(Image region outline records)
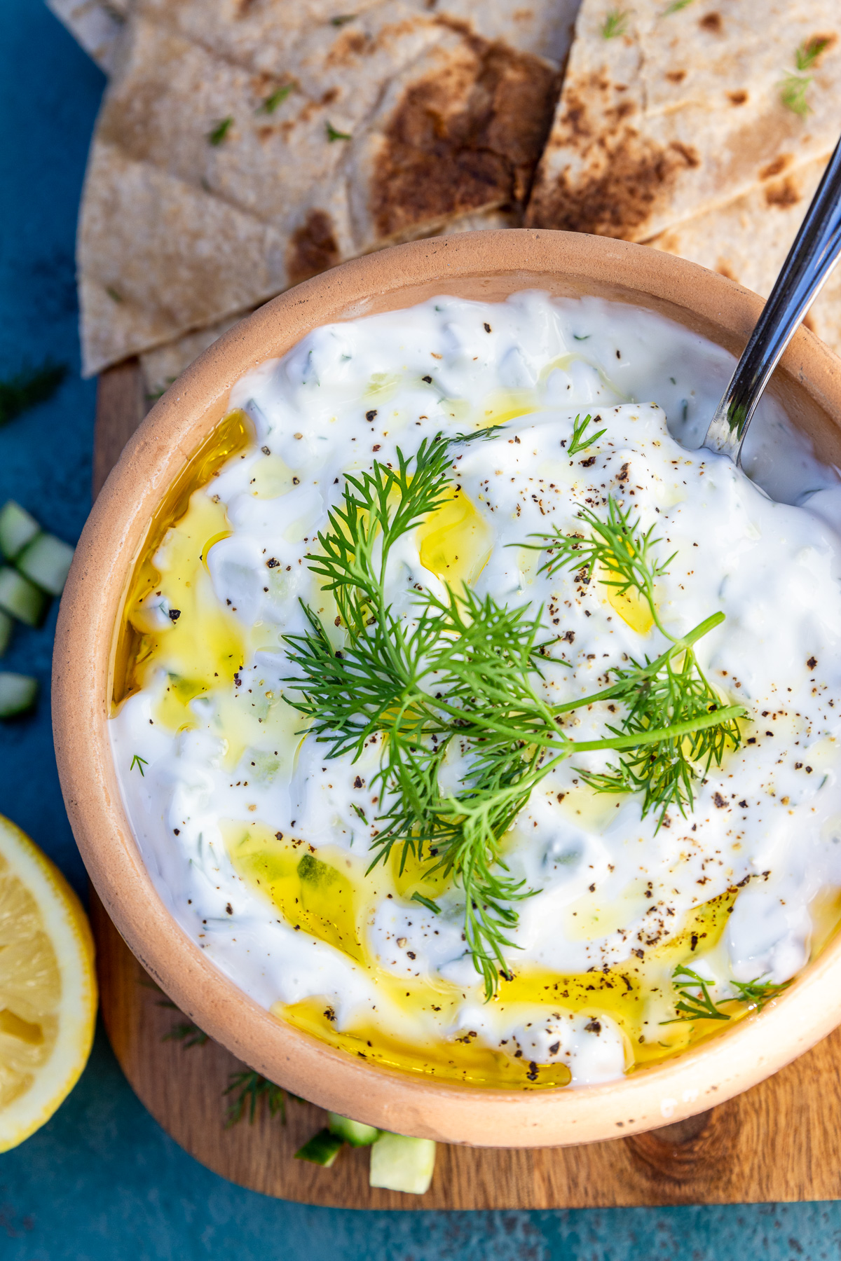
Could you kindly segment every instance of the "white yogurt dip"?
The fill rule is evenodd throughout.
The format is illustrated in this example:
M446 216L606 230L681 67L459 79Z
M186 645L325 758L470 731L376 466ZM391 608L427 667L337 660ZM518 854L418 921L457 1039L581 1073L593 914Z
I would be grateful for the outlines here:
M415 1071L585 1084L720 1029L699 1004L738 1019L750 1006L735 1000L773 996L823 943L841 888L841 492L770 400L746 456L765 491L691 449L731 366L652 313L525 293L322 328L235 387L253 433L146 557L127 607L130 695L110 728L156 889L258 1002ZM601 436L570 456L585 414L585 435ZM354 760L305 734L284 636L308 629L303 600L337 651L345 642L306 560L345 474L492 425L449 449L460 508L392 555L395 614L410 628L417 593L465 580L478 598L542 610L548 652L566 662L535 676L546 704L604 689L668 641L598 569L541 569L530 536L580 536L580 512L613 503L653 527L667 634L724 613L695 647L720 704L744 718L685 815L595 792L585 777L615 768L613 752L575 754L535 787L501 841L530 895L511 903L511 979L485 1001L460 883L429 863L368 873L387 806L382 738ZM625 710L575 710L564 734L604 739ZM456 750L441 781L464 773Z

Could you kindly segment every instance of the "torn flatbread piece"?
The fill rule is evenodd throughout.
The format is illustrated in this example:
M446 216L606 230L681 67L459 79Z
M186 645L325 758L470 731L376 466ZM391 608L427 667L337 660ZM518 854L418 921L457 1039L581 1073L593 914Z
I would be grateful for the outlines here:
M647 241L835 148L837 0L584 0L527 223Z
M391 242L511 222L575 3L135 0L82 203L86 373Z
M768 298L825 166L818 159L789 171L782 163L750 193L685 219L649 245ZM841 270L830 276L803 323L841 354Z

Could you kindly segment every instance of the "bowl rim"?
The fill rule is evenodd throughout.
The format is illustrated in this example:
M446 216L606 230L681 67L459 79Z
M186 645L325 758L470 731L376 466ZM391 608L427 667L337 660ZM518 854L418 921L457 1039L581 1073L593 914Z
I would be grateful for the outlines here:
M841 1021L841 936L763 1013L675 1059L580 1088L511 1091L438 1081L356 1059L258 1006L204 957L165 908L125 815L106 729L113 627L151 512L226 411L232 386L313 328L460 290L601 293L659 310L736 353L762 299L673 255L608 237L465 232L343 264L275 298L206 351L127 443L82 532L53 658L53 728L67 812L119 932L177 1005L235 1055L294 1093L400 1134L475 1146L552 1146L675 1122L757 1084ZM841 455L841 361L801 328L775 391L826 458ZM827 995L838 995L828 1000Z

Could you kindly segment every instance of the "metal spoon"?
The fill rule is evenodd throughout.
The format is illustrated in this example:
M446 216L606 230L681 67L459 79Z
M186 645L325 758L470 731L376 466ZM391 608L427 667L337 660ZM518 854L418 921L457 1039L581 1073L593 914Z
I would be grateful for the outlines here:
M739 464L762 392L841 255L841 140L750 334L702 445Z

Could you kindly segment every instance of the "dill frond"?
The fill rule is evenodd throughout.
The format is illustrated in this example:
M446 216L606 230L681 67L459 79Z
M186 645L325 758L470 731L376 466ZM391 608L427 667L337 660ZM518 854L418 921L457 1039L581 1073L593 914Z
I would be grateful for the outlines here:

EXERCISE DETAILS:
List each line in the rows above that includes the string "instance".

OUTPUT OF THE TASK:
Could you kindly segment every instance of the "white yogurt dip"?
Could you kindly segment every instance of the "torn flatbread piece"?
Could you kindly segment every instance of the "bowl rim"?
Could you kindly segment every instance of the "metal spoon"?
Could you kindly segment every instance of the "dill frond"?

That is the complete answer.